>>>>>
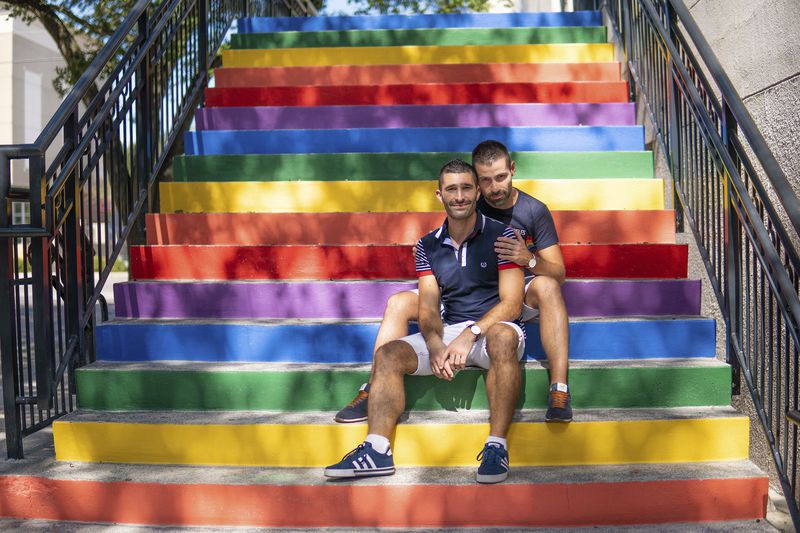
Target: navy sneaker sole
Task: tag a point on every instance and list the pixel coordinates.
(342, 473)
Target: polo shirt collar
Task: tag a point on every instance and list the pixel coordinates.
<<<<<
>>>>>
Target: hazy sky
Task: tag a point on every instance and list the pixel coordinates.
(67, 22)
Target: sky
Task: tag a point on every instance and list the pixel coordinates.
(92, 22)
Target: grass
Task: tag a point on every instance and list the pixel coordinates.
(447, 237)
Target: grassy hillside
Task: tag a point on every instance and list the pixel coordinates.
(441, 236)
<<<<<
>>>>>
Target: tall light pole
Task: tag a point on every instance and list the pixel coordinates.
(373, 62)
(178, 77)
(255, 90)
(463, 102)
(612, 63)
<<<<<
Pick out every line above that contains the string "Target". Case counts, so a match must have the same capital and lowercase letters.

Target: navy sneaker sole
Target: polo shirt collar
Target: hazy sky
Target: sky
Target: grass
Target: grassy hillside
Target: tall light pole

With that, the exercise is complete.